[Dataset entries]

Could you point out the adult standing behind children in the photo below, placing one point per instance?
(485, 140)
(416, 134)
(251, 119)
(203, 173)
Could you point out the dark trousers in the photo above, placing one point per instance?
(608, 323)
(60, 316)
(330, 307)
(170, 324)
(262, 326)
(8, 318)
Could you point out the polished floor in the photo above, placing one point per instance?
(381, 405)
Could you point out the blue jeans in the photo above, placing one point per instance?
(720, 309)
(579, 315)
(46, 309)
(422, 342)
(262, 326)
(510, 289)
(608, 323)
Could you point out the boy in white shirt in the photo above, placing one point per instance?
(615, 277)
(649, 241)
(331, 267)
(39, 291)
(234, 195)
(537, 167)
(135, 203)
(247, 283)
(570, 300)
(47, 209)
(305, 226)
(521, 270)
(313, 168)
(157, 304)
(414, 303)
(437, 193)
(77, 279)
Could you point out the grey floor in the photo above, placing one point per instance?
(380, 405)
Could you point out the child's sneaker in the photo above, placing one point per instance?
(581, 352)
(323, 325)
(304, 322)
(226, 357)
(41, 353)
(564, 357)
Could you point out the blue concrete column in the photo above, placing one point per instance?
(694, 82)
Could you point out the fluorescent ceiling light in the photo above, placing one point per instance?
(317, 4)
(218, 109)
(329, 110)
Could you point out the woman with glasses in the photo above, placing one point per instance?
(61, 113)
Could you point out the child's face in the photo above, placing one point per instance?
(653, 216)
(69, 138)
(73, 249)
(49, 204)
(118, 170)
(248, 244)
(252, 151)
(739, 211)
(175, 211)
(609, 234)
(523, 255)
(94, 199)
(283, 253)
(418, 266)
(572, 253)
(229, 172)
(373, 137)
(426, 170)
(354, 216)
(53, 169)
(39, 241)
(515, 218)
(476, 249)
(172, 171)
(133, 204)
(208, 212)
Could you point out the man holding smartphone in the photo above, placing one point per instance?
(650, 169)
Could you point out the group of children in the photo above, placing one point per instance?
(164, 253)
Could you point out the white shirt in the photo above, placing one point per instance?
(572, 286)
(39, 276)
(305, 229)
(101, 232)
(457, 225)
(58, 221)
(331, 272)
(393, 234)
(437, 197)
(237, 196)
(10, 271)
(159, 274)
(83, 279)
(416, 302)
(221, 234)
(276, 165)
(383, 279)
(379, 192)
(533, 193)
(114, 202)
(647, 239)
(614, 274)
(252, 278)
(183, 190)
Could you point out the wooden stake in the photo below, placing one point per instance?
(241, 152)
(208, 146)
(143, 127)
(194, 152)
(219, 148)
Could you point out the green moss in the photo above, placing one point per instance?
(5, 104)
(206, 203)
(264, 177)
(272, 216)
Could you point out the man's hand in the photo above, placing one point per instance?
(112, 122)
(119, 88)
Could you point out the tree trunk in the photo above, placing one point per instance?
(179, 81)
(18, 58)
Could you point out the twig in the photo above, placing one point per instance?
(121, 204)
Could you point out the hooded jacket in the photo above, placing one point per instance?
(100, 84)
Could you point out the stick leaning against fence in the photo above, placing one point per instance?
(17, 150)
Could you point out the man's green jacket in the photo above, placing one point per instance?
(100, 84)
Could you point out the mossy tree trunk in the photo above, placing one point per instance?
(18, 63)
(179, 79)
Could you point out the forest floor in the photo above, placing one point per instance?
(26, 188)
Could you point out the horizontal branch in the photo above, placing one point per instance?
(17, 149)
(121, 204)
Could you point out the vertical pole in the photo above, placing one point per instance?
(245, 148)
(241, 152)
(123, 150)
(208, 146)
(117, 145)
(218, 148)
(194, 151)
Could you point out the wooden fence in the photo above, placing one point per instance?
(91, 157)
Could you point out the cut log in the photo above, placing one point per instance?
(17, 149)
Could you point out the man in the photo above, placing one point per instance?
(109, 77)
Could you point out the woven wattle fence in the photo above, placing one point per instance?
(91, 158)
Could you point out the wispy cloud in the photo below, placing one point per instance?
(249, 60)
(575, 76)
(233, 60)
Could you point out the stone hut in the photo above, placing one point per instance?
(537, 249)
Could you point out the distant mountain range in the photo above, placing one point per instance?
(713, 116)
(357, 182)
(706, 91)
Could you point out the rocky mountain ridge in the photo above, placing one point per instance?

> _THE TASK_: Write out all the data again, exactly as it appears.

> _ANSWER FOR THIS EXERCISE_:
Could you point out the adult standing behind children in the photo below, placing one point per instance?
(485, 140)
(416, 134)
(251, 119)
(203, 173)
Could you point out the dark trousers in the photo above, placing one point per instance?
(608, 323)
(60, 316)
(330, 307)
(170, 324)
(262, 326)
(8, 318)
Could you point out the polished floor in the photo above, placing one point per instance?
(381, 405)
Could you point out the blue jeans in the photo above, placing one point per instance?
(720, 309)
(579, 315)
(46, 309)
(422, 342)
(262, 326)
(510, 289)
(608, 323)
Could you point out the boy in white shirt in the photo above, placing one point per instance?
(615, 277)
(649, 241)
(331, 267)
(39, 291)
(234, 195)
(537, 167)
(135, 203)
(247, 283)
(570, 300)
(47, 209)
(305, 226)
(521, 270)
(313, 168)
(157, 304)
(414, 303)
(437, 193)
(77, 279)
Could you point out the grey floor in the photo above, placing one point per instance?
(380, 405)
Could you point out the child's sneaker in the photo above, placing one point per instance?
(581, 352)
(323, 325)
(304, 322)
(226, 357)
(41, 353)
(564, 357)
Could you point out the blue concrete column in the photo above, placing one point per instance?
(694, 82)
Could you point out the fluorescent ceiling light in the photo above, placing one point per instance?
(317, 4)
(218, 109)
(329, 110)
Could you point out the woman with glasses in the photo above, placing one point per instance?
(61, 113)
Could you point out the child's face in the photo above, placing one point per instance?
(653, 216)
(69, 138)
(73, 249)
(49, 204)
(118, 170)
(248, 244)
(252, 151)
(739, 211)
(175, 211)
(609, 234)
(523, 255)
(94, 199)
(283, 253)
(418, 266)
(572, 253)
(229, 172)
(373, 137)
(426, 170)
(354, 216)
(53, 169)
(39, 241)
(515, 218)
(476, 249)
(172, 171)
(133, 204)
(208, 212)
Could you point out the man holding smartphone in the photo above, placing one point per instance?
(650, 169)
Could you point out the group of children in the photo above, placing one point per instance?
(164, 253)
Could you point out the white shirt in the photo above, placing one point per instance?
(572, 286)
(39, 276)
(305, 229)
(101, 232)
(457, 225)
(58, 221)
(331, 272)
(393, 234)
(437, 197)
(237, 196)
(10, 271)
(159, 274)
(83, 279)
(416, 302)
(221, 234)
(276, 165)
(383, 279)
(379, 192)
(533, 193)
(114, 202)
(647, 239)
(614, 274)
(252, 278)
(183, 190)
Could you point out the wooden stake in the photo below, placing one point per instance?
(241, 152)
(208, 146)
(143, 127)
(194, 152)
(219, 148)
Could you point out the green moss in the photo above, placing one point per instance?
(5, 104)
(206, 203)
(264, 177)
(272, 216)
Could you point out the man's hand in the photo above, placing one point per instance?
(112, 122)
(119, 88)
Could you point out the tree trunk in the photo above, placing one point per instance?
(179, 81)
(18, 58)
Could you point out the twig in the photo above, placing one point per instance?
(121, 204)
Could you point out the hooded jacket in the photo above, placing one point per instance?
(100, 84)
Could you point out the stick leaning against fence in the photo above, placing one point per instance?
(17, 150)
Could you point out the man's green jacket in the photo above, placing one point per instance?
(100, 84)
Could you point out the mossy tree trunk in the photo above, placing one point per instance?
(18, 63)
(179, 79)
Could you point out the forest floor in the photo above, placing one point per instance?
(26, 188)
Could you point out the horizontal branch in the photo above, placing one point per instance?
(17, 149)
(121, 204)
Could you point out the vertical pole in the photo above, placing one point per instance?
(245, 148)
(241, 152)
(123, 150)
(208, 146)
(117, 145)
(218, 148)
(194, 151)
Could you point out the wooden fence in the photo above, placing one point per instance?
(91, 157)
Could you point out the cut log in the photo above, placing one point per instance?
(17, 149)
Could you point out the man in the photo above, placing one point per instance?
(109, 77)
Could you point out the woven wattle fence in the photo above, placing one point per instance?
(91, 158)
Could you point out the wispy cloud in the photo below, placing one point per instance?
(249, 60)
(575, 76)
(233, 60)
Could you point out the stone hut in the photo above, placing one point per instance?
(537, 249)
Could you point out the distant mountain range in the photo above, placing one point per instance?
(713, 116)
(357, 182)
(706, 91)
Could you point out the rocky mountain ridge in the photo above, placing one point per instance?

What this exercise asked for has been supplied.